# start of Data section
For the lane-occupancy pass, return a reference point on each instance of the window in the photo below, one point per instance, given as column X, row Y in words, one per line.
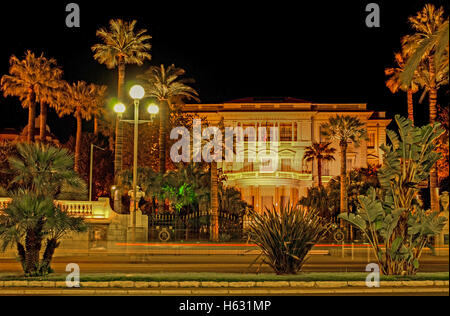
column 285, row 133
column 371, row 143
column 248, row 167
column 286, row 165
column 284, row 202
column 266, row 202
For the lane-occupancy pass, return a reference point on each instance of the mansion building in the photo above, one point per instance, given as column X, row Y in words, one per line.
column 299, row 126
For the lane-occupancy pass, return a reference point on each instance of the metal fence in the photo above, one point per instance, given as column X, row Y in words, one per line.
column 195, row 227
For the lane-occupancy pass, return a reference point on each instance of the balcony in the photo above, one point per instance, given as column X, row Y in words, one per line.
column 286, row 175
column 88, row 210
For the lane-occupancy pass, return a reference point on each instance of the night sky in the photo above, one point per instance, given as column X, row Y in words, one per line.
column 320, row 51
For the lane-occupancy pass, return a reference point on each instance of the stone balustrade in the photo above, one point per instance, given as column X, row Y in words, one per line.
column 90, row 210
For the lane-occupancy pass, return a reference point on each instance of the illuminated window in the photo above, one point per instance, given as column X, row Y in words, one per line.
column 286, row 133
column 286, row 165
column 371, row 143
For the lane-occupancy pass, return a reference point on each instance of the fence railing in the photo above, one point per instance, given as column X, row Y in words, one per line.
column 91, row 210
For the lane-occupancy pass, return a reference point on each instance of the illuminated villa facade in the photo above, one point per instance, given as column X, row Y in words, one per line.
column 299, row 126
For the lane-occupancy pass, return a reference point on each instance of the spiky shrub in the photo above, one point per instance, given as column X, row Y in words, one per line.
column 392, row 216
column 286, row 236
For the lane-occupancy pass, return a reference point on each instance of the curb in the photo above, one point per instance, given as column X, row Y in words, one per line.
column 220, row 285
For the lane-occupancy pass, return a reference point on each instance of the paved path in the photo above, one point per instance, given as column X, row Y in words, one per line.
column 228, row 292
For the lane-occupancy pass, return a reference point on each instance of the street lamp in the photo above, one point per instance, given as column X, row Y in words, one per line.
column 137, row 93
# end of Data section
# start of Data section
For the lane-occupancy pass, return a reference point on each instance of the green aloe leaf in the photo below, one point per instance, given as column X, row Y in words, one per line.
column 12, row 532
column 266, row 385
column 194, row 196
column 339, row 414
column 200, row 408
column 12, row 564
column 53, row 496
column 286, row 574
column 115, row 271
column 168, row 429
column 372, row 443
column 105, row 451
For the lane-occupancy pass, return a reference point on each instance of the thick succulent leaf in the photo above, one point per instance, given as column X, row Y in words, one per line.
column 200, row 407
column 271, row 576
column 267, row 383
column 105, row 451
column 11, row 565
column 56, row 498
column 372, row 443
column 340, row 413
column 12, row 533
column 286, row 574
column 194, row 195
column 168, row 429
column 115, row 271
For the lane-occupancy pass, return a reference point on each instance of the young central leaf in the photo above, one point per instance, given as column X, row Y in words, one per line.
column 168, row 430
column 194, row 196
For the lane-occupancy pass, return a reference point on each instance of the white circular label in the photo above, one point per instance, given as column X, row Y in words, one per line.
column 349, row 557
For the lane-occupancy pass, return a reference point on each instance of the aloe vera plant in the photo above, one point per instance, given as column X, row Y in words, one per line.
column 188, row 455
# end of Data section
# start of Data section
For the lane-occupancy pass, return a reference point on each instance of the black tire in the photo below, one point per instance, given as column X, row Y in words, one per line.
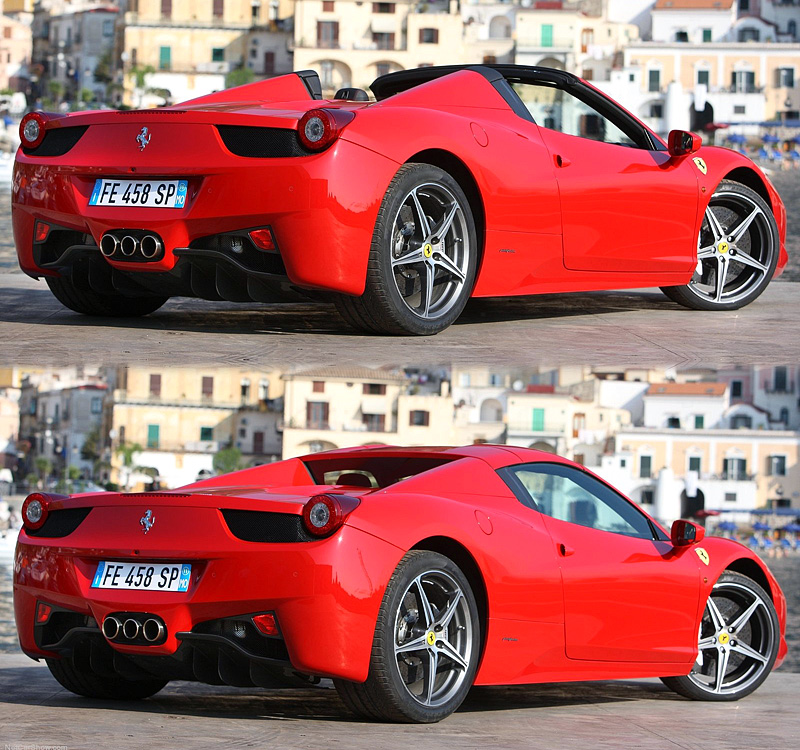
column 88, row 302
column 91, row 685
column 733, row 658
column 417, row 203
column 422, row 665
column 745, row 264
# end of Data section
Short problem
Rewrite the items from the line with "of the window" up to and including the line with "column 266, row 202", changing "lane-occupancy pass" to "facade survey" and keeping everything else the same. Leave the pictures out of your answer.

Correct result
For the facade survey, return a reference point on each instance of the window in the photo below, one point per instance, given as column X, row Y in words, one per line.
column 285, row 133
column 371, row 143
column 248, row 167
column 286, row 165
column 284, row 202
column 266, row 202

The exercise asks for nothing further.